_Kaynaktan Alıntı_:
::::::::::
Karl Wulzinger gibi Kümbet Köyü’nden bahsetmeyen Evliya Çelebi Seyit Gazi’den:

“Osmanlı idaresi altındaki Seyitgazi’de Seyit Battal Gazi tekkesi vardır. Tekkede 200 kadar müridin yaşamaktadır. Seyitgazi’nin 76 köyü, bir nahiye merkezi olan kasabada, 50 ev ile bir cami, hamam ve küçük bir çarşının bulunmaktadır. Derenin aşağı kısmında özel çatısı olan büyük bir han vardır. Bağdat fatihi IV. Murat’ın silahtarı Mustafa Paşa tarafından yaptırılmıştır.” diye söz etmektedir (Evliya Çelebi 1999: 12) [7] .

Kümbet Köyü’nde Selçuklu Döneminden kalma Himmet Dede Türbesi dışında ilk inşa tarihinin 1798 olduğu bilinen fakat daha sonra 1957’de özgün durumu okunamayacak şekilde tamamen yeniden yapılan, köy meydanındaki cami ve tarihi kesin bilinmeyen fakat 18. yy Osmanlı çeşmelerinin mimari özelliklerini taşıyan Çandır Bölgesi’ndeki çeşme ve yukarda kısaca belirttiğimiz Yarımağa Konağı olarak bilinen konak dışında Cumhuriyet dönemine kadar Türk- İslam çağına ait yapı ya da yapıların yer almaması düşündürücüdür.

İlk Tunç Çağı’ndan 19. yy’a kadar Kümbet Köyü ve çevresinin tarihsel süreç içerisinde fiziki dokusunun oluşum sürecinde yoğun olarak Frig uygarlığının (M.Ö. 750-300) izlerine rastlandığı anlaşılmakla birlikte bu uygarlığın oluşturduğu mimari verilere (kaya mezarları vb) kilise vb yapılar da ilave edilerek; Roma medeniyetine ve bu medeniyetin devamı olan Bizans medeniyetine ait eserlerin katıldığı anlaşılmaktadır.

Yukarıda belirttiğimiz ve ilerde tek tek ele alacağımız kaya mezarları, kale kilise, kale vb bu medeniyetlerin oluşturduğu kültür varlıkları olarak bilinmektedir.
::::::::::
_Toplanan Veriler_:

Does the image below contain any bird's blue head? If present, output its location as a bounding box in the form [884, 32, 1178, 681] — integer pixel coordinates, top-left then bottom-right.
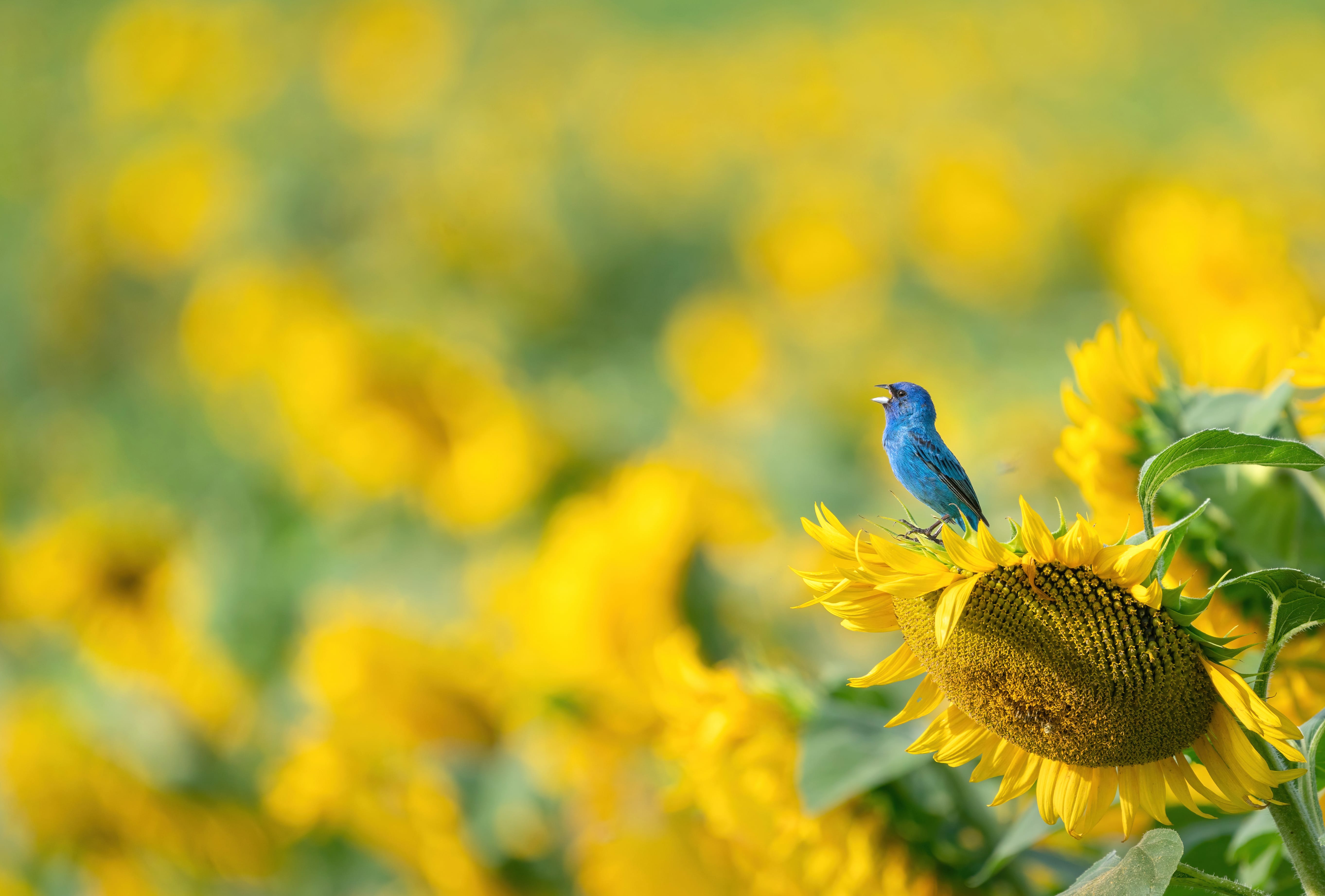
::::::::::
_Yazılı Görevler_:
[A] Kümbet Köyü metnine göre köyde Cumhuriyet dönemine kadar Türk-İslam çağına ait hangi yapılar bulunmaktadır?
[B] Kümbet Köyü metnini son cümlesinden sonra nasıl sürdürürsünüz?
Veriler, Kümbet Köyü metniyle hiçbir şekilde ilgili değildir.

_Sıralı Sonuçlar_:
[A] Himmet Dede Türbesi, köy meydanındaki cami, Çandır Bölgesi'ndeki çeşme ve Yarımağa Konağı.

[B]
II. KÜMBET KÖYÜ VE ÇEVRESİNDEKİ TARİHİ YAPILARIN FİZİKSEL OLUŞUMUNA ETKEN FAKTÖRLER

Herhangi bir bölgenin topografyası bilindiği gibi mimari eserlerin fiziksel oluşumunda kaçınılmaz bir etkiye sahiptir. İç Anadolu Bölgesinde yer alan Kümbet Köyü, topografik açıdan hafif engebeli olmakla birlikte volkanik oluşumlar neticesinde şekillenmiş kayalıkların bulunduğu yarı düz bir ova üzerine kurulmuştur. Arazi genelde doğudan batıya, kuzeyden-güneye doğru alçalmaktadır. Ekilebilir arazinin çokluğu bölgenin imara açılmasını da engellemektedir.

Birçoğu günümüze gelememiş kimi Frig ve Roma Dönemi kaya mezarları ile Bizans Kilisesi (Berberini Kilisesi) başta olmak üzere mimari eserlerin her biri, topografyanın bu özelliğinden dolayı olmalı ki yüksek tepelerde yer alan volkanik tüf kayalıkların[8] içlerinde, giriş yönleri, arazinin eğimine göre şekillenen hafif engebeli, düz ovaya doğru dengeli, birbirlerinden bağımsız ve aynı zamanda kaya bloğunun parçaları gibi algılanmaktadır

Frig Döneminde oluşturulmuş olabileceği düşünülen kaya mezarlarının böylesi bir topografik alanda yapılmaları, kral ve ailesine ait olabileceklerini düşündürmektedir. Bu bağlamda ruhani kutsiyet taşıyor olmaları yüksek yerlere oluşturulmuş olmalarını gerektirebileceği gibi daha iyi korunmalarını da sağlamaktadır.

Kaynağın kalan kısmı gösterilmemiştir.